## [Consigne A]
Dénombrez les lignes des entrées qui contiennent la chaîne « tight ». Donnez seulement ce nombre.

## [Texte]
La Turquie est proche de l’Europe, c’est-à-dire qu’elle est sur le point d’entrer dans l’Union Européenne : je ne discute pas cette situation, je me contente d’en prendre acte, car ce n’est pas l’objet de la présente note.
En effet, la Turquie connaît une actualité qui, sur le plan politique comme géopolitique, n’est pas anodine. Ainsi, dans une indifférence totale de la presse française, a eu lieu un référendum portant sur le mode de désignation du président de la République : désormais le chef de l’Etat sera élu sur le modèle français au suffrage universel direct, élu pour cinq ans, renouvelable une fois. C’est le moyen, intelligent, qu’ont trouvé les « ex-islamistes » (c’est ainsi qu’ils sont qualifiés par « Le Monde ») de l’AKP, parti au pouvoir, pour contourner les obstacles posés par l’armée et les kemalistes, inquiets de la poussée des « confessionnels » et de leur volonté d’en finir avec l’ancien ordre laïque établi par le fondateur de la Turquie moderne sur le modèle de la IIIe République française (modèle d’ailleurs fort critiquable). L’évolution vers la modération des « ex-islamistes », conjuguée à la volonté d’intégrer dans de bonnes conditions l’Union Européenne, se poursuivra-t-elle ou, grisés par leurs succès électoraux et économiques, auront-ils tendance à « retrouver leurs fondamentaux », ce qui poserait de multiples problèmes à l’équilibre même de l’Union Européenne ? Ne préjugeons pas de l’avenir qui n’est jamais vraiment écrit avant que d’avoir lieu, même si cela n’empêche pas la prospective et la prudence, voire l’espérance selon les cas… Mais suivons cette actualité intérieure turque avec attention, car la Turquie n’est pas un « détail », elle est une puissance majeure de la Méditerranée, héritière de l’empire ottoman dont les rois de France se sont toujours préoccupés, sans aversion aucune dans la plupart des cas.

## [Consigne B]
Recopiez fidèlement le passage du texte sur la Turquie ci-dessus qui commence par « La Turquie est » et se poursuit jusqu'à « la présente note. ».

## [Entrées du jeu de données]
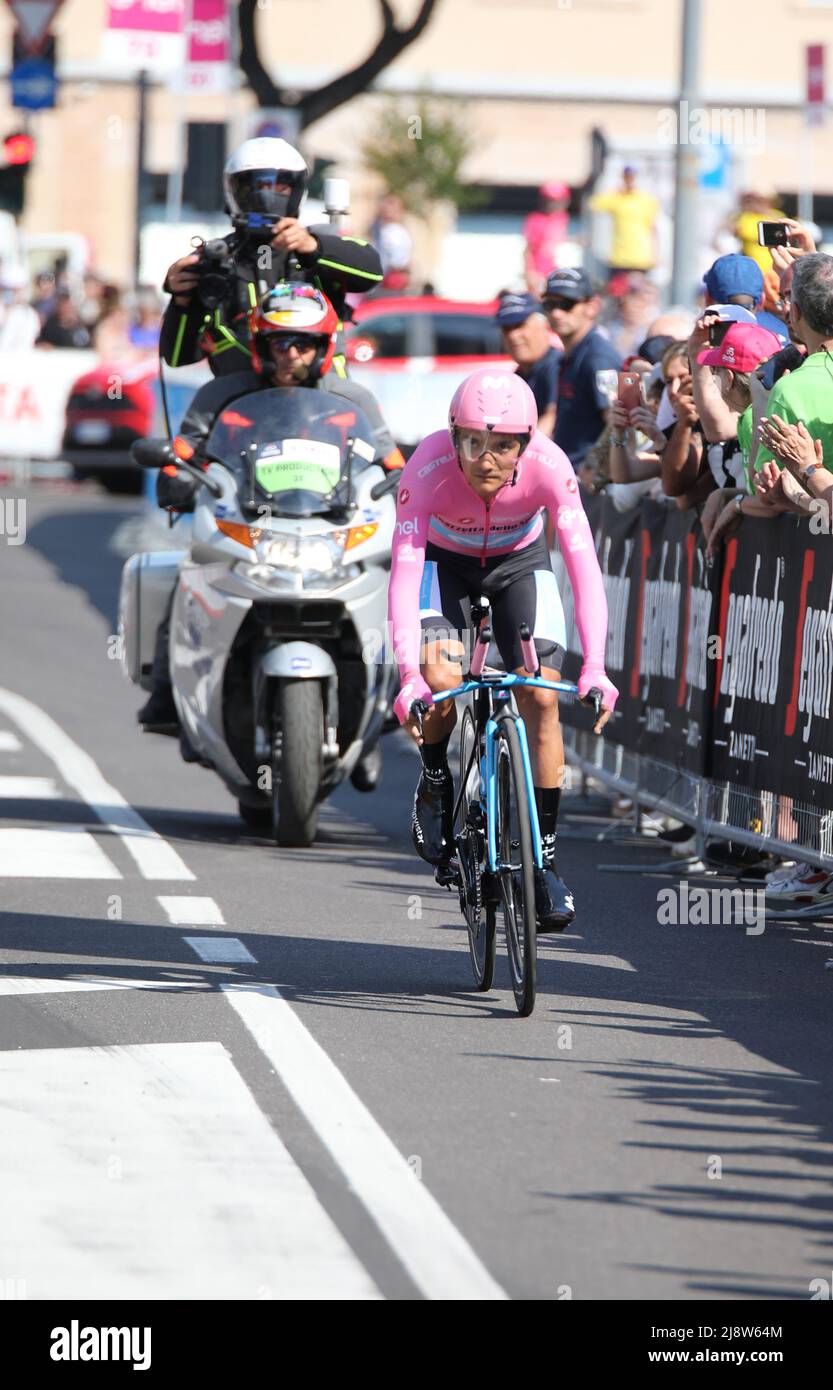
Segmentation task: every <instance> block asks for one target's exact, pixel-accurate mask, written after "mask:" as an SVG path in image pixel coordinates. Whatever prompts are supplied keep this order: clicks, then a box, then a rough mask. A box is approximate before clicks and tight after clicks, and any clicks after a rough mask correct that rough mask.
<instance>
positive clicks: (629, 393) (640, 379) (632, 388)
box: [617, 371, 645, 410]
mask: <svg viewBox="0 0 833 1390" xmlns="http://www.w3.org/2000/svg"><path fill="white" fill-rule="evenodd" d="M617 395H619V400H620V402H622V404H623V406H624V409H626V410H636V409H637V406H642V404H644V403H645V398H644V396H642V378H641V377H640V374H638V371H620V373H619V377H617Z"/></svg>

* * *

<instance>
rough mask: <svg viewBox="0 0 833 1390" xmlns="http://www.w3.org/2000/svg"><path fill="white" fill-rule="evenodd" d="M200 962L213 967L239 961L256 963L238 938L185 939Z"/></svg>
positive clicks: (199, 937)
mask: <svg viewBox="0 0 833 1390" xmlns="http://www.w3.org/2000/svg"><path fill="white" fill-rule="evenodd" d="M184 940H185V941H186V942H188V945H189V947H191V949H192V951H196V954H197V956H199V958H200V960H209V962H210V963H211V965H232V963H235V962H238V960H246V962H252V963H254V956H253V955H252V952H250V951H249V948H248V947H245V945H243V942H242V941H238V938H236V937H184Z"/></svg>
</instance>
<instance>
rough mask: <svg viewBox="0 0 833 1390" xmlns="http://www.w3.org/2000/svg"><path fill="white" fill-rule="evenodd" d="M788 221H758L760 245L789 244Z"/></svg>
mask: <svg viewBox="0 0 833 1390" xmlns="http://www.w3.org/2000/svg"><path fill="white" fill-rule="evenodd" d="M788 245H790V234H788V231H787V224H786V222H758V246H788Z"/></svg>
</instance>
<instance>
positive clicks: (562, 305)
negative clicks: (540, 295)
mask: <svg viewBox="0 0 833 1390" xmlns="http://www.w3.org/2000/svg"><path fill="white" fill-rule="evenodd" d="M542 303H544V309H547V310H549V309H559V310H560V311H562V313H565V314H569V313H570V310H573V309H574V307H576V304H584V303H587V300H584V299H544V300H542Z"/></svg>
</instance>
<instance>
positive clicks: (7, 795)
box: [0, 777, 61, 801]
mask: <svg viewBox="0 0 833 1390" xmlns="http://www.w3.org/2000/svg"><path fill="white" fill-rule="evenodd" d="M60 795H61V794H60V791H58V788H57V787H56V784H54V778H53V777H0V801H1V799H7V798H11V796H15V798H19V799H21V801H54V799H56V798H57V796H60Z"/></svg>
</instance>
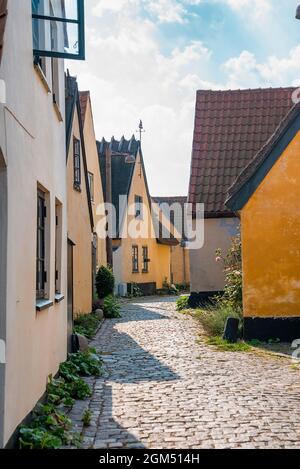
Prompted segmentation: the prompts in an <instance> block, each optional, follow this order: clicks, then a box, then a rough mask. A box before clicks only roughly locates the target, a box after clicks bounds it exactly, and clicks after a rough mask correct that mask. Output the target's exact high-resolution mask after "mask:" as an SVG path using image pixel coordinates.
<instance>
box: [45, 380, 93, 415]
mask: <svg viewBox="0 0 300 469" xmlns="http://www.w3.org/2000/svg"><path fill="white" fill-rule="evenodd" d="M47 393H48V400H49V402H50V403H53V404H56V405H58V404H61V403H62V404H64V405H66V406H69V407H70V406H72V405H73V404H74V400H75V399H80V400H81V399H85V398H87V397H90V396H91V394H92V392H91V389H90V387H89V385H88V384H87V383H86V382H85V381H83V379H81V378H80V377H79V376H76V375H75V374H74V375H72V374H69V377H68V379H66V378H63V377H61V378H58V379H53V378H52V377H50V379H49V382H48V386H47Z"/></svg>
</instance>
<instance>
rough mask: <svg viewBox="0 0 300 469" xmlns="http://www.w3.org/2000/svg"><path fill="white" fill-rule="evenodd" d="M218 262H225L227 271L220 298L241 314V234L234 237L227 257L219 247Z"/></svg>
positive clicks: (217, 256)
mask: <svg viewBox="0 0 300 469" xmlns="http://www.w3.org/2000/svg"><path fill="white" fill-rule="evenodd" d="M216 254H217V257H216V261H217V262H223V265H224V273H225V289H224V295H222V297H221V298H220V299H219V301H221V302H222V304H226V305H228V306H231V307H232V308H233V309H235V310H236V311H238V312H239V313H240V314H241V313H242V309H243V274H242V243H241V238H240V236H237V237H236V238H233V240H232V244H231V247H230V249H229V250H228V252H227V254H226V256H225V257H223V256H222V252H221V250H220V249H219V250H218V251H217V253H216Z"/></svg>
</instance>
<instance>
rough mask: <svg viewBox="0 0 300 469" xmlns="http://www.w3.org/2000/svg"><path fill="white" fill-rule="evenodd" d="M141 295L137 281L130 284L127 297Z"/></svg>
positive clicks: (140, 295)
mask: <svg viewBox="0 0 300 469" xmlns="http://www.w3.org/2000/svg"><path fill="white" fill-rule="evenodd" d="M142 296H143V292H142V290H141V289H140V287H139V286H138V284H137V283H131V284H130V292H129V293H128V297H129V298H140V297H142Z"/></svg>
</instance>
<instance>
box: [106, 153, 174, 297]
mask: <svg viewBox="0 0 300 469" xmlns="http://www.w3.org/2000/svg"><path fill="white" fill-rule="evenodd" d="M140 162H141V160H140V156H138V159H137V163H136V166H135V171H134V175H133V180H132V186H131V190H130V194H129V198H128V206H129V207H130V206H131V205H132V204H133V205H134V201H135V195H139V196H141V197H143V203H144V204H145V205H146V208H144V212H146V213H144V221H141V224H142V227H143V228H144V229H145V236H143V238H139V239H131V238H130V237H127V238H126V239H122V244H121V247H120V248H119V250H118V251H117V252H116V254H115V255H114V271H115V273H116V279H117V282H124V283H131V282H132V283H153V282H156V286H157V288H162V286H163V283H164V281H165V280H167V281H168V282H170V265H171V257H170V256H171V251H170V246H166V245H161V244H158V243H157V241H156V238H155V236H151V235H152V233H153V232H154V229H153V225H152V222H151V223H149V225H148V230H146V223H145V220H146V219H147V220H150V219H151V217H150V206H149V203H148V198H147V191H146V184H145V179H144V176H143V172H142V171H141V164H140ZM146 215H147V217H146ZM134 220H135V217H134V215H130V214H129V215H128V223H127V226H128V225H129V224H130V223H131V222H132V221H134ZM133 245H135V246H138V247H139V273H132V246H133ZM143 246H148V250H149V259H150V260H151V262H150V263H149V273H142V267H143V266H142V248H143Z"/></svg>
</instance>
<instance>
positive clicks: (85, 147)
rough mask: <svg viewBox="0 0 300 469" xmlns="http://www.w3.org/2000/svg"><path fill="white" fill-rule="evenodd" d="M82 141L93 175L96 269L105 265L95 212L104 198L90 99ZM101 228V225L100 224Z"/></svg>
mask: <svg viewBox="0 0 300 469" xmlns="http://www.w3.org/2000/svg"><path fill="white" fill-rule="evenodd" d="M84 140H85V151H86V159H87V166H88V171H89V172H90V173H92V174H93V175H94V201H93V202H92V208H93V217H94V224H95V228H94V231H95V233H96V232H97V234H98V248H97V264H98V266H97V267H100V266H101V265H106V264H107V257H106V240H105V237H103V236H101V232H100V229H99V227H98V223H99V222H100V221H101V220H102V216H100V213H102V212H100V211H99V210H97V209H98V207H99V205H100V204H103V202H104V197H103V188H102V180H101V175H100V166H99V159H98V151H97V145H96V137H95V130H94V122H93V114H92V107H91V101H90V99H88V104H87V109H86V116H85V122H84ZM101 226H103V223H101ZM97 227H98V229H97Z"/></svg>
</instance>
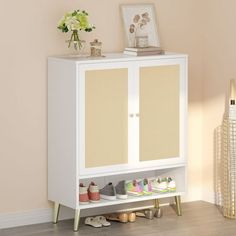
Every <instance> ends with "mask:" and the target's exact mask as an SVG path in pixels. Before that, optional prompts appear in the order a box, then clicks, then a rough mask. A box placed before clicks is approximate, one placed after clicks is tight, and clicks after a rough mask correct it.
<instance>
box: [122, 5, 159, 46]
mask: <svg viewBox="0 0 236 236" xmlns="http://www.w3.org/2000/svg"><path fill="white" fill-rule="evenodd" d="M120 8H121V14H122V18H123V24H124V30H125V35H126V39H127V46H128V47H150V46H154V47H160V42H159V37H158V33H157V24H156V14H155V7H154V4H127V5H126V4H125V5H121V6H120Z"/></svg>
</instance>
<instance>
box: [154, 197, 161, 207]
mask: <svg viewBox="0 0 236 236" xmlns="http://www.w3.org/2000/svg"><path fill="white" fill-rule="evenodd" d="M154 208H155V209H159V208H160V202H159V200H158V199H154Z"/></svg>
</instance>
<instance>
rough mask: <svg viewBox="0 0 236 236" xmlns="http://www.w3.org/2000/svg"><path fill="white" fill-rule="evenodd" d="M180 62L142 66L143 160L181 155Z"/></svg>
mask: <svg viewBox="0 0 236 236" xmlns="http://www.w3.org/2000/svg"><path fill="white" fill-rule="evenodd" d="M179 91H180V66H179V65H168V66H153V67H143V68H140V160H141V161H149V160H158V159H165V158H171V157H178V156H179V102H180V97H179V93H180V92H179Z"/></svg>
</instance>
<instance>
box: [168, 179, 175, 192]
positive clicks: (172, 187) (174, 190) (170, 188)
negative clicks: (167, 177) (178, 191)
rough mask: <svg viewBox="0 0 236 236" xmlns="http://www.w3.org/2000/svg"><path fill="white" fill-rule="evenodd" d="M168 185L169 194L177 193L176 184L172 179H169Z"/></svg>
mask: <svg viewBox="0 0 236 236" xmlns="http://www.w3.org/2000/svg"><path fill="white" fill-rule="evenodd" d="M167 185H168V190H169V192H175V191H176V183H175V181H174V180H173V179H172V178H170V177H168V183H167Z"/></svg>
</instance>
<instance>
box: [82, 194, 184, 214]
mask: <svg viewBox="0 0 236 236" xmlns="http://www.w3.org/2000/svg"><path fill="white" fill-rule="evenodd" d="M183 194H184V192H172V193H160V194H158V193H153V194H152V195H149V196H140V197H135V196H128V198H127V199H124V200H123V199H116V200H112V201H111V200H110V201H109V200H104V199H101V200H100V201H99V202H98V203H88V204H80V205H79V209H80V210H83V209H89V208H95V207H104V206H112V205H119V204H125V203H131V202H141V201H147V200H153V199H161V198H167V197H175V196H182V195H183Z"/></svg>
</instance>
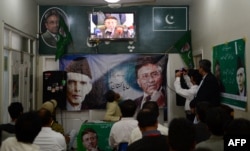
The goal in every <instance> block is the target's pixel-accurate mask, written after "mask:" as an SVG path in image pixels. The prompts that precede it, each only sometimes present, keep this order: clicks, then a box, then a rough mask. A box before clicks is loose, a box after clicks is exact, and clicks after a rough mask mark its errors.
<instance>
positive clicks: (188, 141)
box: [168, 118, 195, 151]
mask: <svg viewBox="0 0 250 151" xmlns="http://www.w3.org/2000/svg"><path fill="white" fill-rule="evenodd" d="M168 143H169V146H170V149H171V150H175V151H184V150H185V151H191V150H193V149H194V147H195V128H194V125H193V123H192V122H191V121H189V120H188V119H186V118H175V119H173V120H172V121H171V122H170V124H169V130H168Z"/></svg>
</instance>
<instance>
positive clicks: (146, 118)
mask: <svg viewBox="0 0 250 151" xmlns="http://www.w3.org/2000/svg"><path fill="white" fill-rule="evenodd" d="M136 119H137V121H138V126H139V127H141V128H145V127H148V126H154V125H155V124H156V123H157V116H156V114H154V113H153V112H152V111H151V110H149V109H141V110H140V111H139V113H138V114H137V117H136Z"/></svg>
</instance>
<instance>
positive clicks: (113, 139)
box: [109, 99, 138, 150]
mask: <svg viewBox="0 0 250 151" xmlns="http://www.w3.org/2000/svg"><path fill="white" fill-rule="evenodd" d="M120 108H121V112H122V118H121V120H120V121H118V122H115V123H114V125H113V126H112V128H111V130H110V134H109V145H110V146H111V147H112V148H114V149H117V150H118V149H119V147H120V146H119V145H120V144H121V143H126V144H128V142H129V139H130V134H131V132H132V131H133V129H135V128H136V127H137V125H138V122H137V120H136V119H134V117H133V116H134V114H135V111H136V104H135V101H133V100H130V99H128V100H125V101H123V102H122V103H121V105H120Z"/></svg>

--

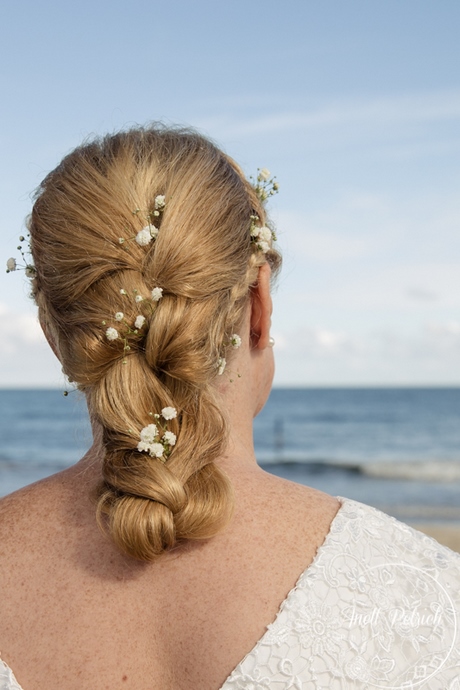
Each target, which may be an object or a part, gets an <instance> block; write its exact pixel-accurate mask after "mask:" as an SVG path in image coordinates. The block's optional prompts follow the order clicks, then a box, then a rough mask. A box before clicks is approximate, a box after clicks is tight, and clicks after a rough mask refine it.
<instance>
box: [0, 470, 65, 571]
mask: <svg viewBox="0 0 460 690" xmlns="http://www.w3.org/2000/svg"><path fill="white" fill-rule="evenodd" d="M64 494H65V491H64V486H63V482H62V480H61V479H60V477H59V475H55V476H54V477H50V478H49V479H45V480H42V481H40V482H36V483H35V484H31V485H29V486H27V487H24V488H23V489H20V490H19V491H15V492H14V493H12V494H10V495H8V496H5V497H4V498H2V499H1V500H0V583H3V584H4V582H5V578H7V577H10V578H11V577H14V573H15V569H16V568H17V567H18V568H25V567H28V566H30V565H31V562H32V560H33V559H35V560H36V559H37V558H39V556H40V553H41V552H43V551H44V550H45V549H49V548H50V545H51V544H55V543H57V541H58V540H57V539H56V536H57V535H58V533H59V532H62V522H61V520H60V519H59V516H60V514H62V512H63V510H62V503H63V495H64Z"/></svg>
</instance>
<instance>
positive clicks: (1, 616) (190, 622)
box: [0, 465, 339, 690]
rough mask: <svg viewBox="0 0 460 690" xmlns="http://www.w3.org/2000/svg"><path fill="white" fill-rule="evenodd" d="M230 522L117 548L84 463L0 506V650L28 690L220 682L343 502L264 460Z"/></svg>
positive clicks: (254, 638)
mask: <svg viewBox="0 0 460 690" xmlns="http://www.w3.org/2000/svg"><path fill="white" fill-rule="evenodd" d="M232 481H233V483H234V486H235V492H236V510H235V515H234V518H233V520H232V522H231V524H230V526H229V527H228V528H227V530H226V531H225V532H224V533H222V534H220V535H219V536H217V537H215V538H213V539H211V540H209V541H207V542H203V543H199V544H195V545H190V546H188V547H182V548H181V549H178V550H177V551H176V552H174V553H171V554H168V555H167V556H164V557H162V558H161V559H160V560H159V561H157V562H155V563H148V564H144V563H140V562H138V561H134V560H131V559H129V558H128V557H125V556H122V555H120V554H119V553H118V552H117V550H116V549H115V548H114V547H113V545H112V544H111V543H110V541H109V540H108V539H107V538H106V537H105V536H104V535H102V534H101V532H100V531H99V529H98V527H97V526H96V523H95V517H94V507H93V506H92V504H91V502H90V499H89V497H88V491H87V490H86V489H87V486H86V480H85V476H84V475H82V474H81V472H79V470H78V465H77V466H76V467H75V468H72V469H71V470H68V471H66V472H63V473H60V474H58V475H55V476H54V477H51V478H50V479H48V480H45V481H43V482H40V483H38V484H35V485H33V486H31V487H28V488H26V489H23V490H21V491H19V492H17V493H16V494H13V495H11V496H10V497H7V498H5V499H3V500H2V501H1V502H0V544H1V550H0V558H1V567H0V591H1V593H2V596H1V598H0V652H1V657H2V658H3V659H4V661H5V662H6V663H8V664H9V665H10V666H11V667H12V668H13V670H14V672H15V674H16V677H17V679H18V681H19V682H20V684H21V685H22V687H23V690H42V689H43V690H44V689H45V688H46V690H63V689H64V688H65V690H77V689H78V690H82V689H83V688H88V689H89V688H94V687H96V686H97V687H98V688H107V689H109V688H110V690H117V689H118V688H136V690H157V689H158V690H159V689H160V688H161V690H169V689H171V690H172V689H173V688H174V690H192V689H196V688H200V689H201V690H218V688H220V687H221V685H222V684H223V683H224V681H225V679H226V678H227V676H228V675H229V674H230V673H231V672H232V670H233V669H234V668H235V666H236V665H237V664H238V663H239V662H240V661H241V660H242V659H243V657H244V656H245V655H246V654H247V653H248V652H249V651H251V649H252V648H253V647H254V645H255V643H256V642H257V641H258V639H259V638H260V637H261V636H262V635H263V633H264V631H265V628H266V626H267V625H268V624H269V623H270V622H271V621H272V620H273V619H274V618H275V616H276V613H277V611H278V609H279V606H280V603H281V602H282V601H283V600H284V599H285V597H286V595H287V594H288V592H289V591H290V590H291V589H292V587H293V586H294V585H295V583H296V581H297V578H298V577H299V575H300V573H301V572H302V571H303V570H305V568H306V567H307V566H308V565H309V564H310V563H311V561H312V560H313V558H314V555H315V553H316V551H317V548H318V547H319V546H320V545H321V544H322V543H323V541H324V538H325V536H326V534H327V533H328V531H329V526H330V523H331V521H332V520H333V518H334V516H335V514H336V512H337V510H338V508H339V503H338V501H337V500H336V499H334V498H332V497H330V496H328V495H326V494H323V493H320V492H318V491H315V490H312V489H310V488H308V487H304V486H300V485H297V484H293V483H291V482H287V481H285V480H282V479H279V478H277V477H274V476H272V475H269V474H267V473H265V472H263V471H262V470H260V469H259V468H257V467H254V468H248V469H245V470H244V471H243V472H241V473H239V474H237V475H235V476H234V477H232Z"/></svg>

## [Réponse finale A]
3

## [Réponse finale B]
La Turquie est proche de l’Europe, c’est-à-dire qu’elle est sur le point d’entrer dans l’Union Européenne : je ne discute pas cette situation, je me contente d’en prendre acte, car ce n’est pas l’objet de la présente note.